[Stored records]
* * *

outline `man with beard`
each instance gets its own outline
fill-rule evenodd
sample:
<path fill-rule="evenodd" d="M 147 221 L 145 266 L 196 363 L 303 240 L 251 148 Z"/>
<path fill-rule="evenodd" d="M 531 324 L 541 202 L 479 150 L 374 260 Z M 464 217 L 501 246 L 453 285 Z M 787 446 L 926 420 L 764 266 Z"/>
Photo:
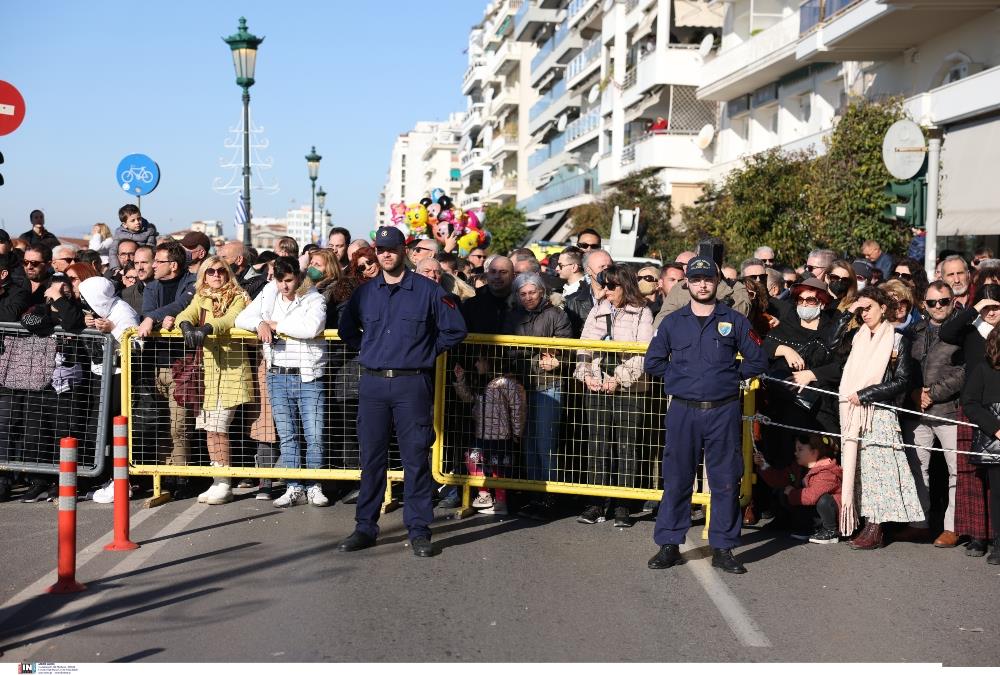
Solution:
<path fill-rule="evenodd" d="M 740 381 L 764 372 L 767 358 L 750 321 L 717 302 L 718 284 L 715 262 L 692 258 L 687 265 L 691 300 L 664 318 L 646 352 L 646 372 L 661 378 L 663 393 L 673 397 L 666 416 L 663 500 L 653 533 L 660 550 L 650 559 L 650 569 L 683 562 L 680 544 L 691 527 L 691 492 L 704 448 L 712 493 L 712 566 L 746 572 L 732 551 L 741 525 Z"/>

* * *

▶ [PROBLEM TO SOLVE]
Copy, from the data above, every line where the word "outline" appears.

▶ [YOUR SOLUTION]
outline `man with beard`
each instance gets its own outline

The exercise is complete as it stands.